(Dataset records)
● ● ● ● ● ● ●
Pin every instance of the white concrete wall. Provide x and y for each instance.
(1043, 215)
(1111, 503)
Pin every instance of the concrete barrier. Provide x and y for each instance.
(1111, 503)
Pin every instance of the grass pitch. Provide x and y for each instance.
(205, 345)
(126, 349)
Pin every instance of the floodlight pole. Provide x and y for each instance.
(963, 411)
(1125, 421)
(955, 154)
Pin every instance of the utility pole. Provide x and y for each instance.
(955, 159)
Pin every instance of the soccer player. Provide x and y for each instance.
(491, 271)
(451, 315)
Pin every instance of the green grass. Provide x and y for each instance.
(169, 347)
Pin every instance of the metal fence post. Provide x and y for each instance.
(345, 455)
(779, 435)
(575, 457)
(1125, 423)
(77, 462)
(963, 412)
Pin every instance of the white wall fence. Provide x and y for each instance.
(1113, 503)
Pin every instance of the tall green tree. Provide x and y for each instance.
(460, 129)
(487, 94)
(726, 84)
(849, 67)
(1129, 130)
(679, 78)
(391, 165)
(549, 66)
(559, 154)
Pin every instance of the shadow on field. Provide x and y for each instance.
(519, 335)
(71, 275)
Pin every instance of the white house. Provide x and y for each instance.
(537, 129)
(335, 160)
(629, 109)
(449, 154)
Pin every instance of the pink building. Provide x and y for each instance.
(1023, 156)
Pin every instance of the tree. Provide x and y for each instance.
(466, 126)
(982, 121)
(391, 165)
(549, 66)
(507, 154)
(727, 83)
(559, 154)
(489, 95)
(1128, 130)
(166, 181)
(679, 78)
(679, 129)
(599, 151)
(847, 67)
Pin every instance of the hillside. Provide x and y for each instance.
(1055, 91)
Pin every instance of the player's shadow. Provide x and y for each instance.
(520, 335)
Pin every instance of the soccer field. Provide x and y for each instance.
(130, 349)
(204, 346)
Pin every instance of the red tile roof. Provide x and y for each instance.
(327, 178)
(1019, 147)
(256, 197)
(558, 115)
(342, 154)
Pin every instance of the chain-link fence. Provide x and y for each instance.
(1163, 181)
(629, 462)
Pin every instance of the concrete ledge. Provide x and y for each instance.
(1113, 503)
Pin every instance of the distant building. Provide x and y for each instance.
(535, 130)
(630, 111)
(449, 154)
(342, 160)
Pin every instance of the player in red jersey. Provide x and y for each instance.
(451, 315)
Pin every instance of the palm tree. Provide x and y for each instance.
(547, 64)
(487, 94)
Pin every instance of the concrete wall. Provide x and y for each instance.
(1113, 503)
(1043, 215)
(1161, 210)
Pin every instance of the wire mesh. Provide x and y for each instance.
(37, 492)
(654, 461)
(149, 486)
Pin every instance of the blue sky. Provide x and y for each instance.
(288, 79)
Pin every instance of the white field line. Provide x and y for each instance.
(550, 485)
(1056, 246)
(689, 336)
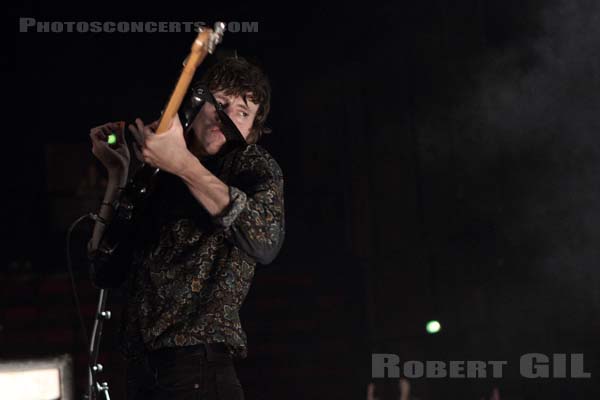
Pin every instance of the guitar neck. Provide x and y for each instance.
(201, 46)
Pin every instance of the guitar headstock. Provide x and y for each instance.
(206, 41)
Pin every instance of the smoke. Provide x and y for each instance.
(539, 103)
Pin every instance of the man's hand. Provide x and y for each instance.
(167, 151)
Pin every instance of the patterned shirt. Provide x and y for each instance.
(190, 272)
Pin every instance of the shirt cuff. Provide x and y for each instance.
(237, 203)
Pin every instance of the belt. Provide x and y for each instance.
(206, 350)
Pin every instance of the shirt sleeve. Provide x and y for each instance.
(254, 219)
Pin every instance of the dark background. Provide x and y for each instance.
(441, 161)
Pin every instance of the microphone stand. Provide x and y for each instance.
(94, 388)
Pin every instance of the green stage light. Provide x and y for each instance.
(433, 327)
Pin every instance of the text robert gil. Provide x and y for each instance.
(531, 365)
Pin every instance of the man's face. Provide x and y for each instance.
(208, 137)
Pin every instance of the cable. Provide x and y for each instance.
(72, 276)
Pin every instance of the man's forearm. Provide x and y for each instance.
(209, 190)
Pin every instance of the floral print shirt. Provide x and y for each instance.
(190, 272)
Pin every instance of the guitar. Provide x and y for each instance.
(139, 187)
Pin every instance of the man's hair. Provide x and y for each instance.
(238, 77)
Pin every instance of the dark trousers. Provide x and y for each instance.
(202, 372)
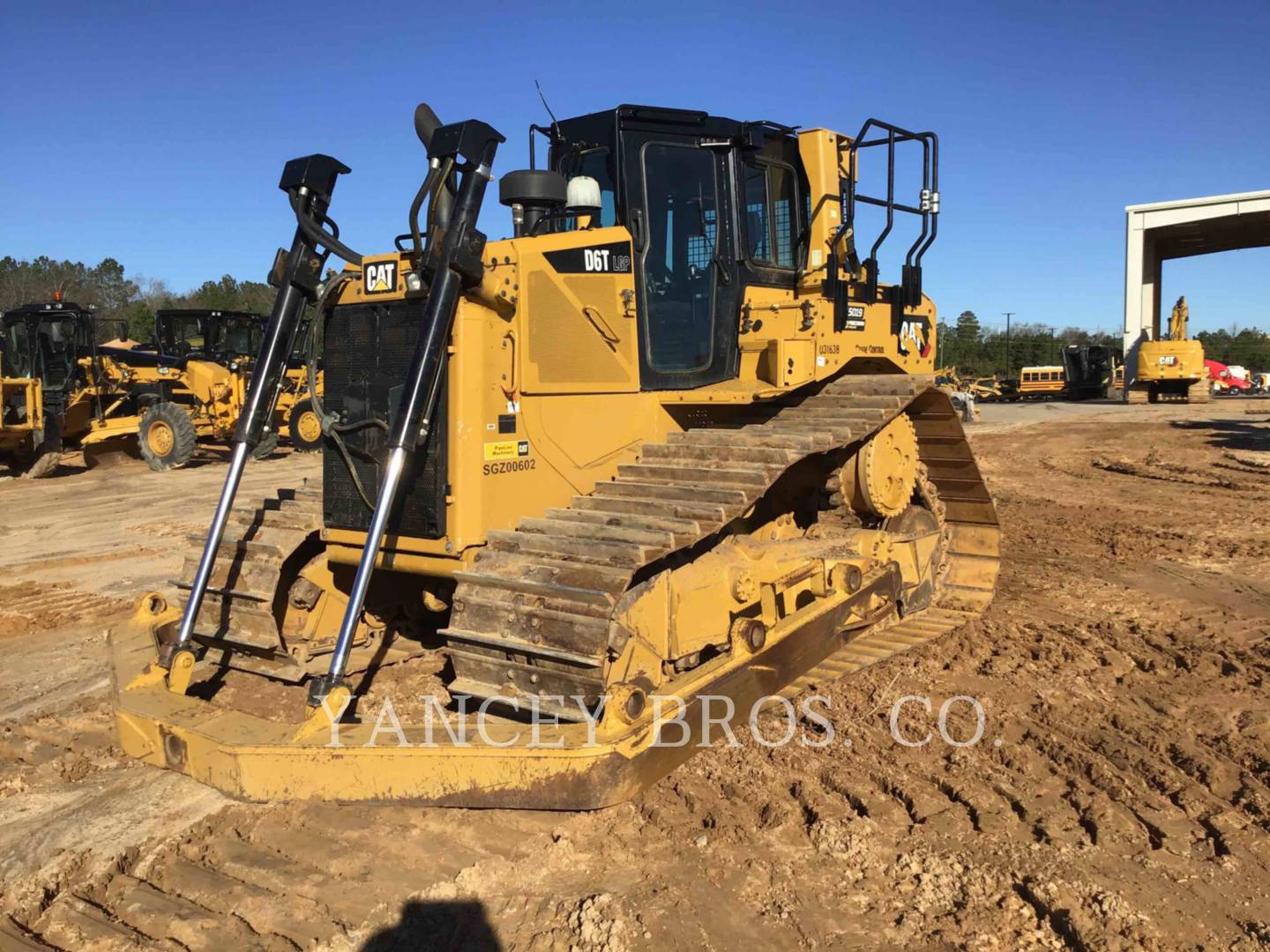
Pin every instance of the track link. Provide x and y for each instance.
(238, 611)
(531, 619)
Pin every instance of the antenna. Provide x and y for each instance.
(556, 123)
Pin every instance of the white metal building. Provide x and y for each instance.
(1162, 230)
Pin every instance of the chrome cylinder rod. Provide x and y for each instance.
(365, 568)
(207, 562)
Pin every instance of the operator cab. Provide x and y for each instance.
(713, 206)
(221, 337)
(45, 340)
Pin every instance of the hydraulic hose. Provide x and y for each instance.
(319, 235)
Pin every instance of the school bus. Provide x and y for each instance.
(1042, 383)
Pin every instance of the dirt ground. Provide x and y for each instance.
(1119, 796)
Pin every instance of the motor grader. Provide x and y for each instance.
(56, 391)
(179, 400)
(1171, 368)
(233, 339)
(672, 447)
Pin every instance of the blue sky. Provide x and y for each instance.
(155, 133)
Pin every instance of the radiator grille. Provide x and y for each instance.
(366, 357)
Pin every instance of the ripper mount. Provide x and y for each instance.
(908, 294)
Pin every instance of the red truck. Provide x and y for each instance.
(1226, 383)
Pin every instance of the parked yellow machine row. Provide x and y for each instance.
(61, 390)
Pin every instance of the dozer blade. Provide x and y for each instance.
(573, 620)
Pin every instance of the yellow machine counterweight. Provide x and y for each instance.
(672, 449)
(1171, 368)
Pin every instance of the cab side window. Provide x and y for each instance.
(771, 224)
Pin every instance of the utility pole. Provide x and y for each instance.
(1009, 315)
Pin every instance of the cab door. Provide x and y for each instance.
(686, 283)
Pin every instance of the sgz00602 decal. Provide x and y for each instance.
(508, 466)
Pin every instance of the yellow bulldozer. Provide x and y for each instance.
(1171, 368)
(594, 495)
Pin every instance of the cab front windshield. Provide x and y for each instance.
(187, 335)
(240, 337)
(45, 349)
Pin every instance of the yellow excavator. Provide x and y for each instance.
(594, 494)
(1171, 368)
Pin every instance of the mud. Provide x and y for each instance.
(1119, 796)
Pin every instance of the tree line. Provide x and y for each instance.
(982, 353)
(979, 353)
(120, 297)
(966, 344)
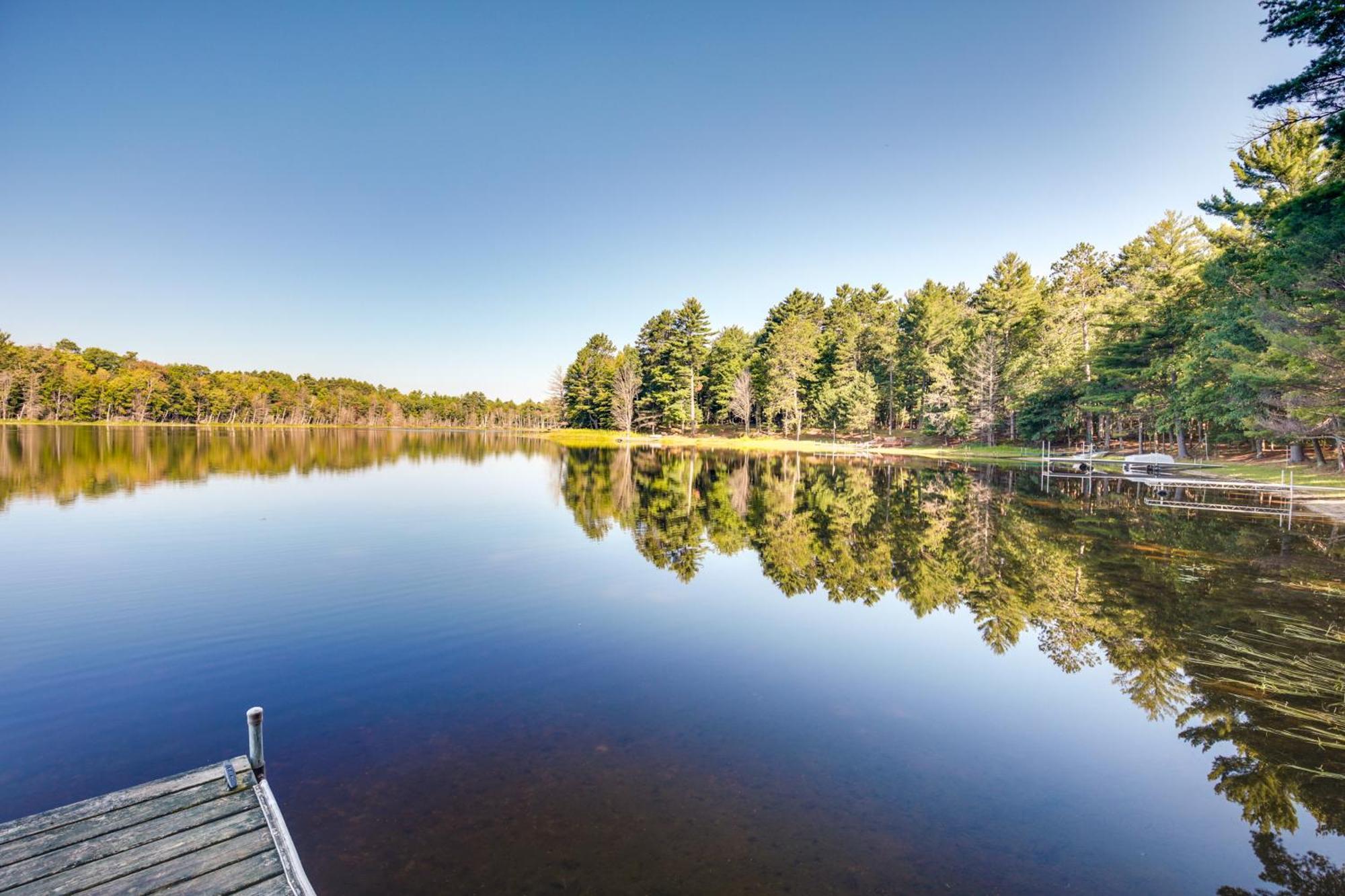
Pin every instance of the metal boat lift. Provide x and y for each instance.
(1153, 473)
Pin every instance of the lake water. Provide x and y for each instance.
(494, 665)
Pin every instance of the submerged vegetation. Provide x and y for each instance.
(1230, 631)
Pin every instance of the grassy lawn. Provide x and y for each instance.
(1242, 467)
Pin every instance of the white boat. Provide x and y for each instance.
(1151, 463)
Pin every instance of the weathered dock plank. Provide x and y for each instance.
(208, 830)
(122, 799)
(126, 838)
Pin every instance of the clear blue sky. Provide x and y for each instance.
(454, 197)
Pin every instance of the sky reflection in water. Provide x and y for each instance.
(496, 665)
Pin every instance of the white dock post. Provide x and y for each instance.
(256, 754)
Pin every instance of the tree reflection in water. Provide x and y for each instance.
(1229, 627)
(1204, 622)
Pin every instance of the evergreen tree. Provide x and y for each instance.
(588, 384)
(730, 354)
(691, 341)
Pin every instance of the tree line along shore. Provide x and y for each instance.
(1199, 334)
(1192, 334)
(1229, 330)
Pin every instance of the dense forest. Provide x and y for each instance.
(1229, 329)
(69, 382)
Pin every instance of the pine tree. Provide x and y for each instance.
(691, 342)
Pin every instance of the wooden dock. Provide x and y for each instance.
(209, 830)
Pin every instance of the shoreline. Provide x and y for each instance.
(1305, 474)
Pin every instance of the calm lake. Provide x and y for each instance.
(494, 665)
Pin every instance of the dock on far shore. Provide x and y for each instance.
(209, 830)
● ● ● ● ● ● ●
### About this task
An exact copy of the entries from the line containing "Pin every instance of the submerged" through the last line is the expected answer.

### Task response
Pin every instance of the submerged vegetation. Provide x and y for each instance.
(1230, 631)
Pin every instance of the grassy lawn. Provide x and y for each instance.
(1242, 467)
Pin every instance of the white boat. Provide x and y for each instance.
(1151, 463)
Pin every instance of the weathered dock plank. Provide x and y for each instance.
(208, 830)
(122, 799)
(126, 838)
Pin every instance of the clear blue sky. Provide x and y for each instance.
(454, 197)
Pin every instance of the sky reflection in water. Provide x and y for each instance.
(496, 665)
Pin every instance of the white dock post. Provide x and y for each instance.
(256, 754)
Pin every instance of the tree reflection in water. Provide x and y for each instance.
(1229, 627)
(1204, 622)
Pin every instance of the evergreen tree. Provide x and y for each instance.
(588, 384)
(730, 354)
(691, 341)
Pin every instance of the tree line along shore. Provide x and y for each instance.
(1199, 334)
(1192, 334)
(1229, 330)
Pin every instance of the dense forest. Provide x and y for each instance.
(1229, 329)
(69, 382)
Pin every instance of the pine tree. Provide x and y for each instance.
(691, 342)
Pin every instance of the wooden dock. Provide x and y for each instance.
(209, 830)
Pin every instance of the shoreline. Provide x and y for each instance.
(1305, 474)
Pin every instance of the calm lake. Provide x and y for each instance.
(494, 665)
Pin every instance of the dock on far shore. Provide x and y for each instance.
(209, 830)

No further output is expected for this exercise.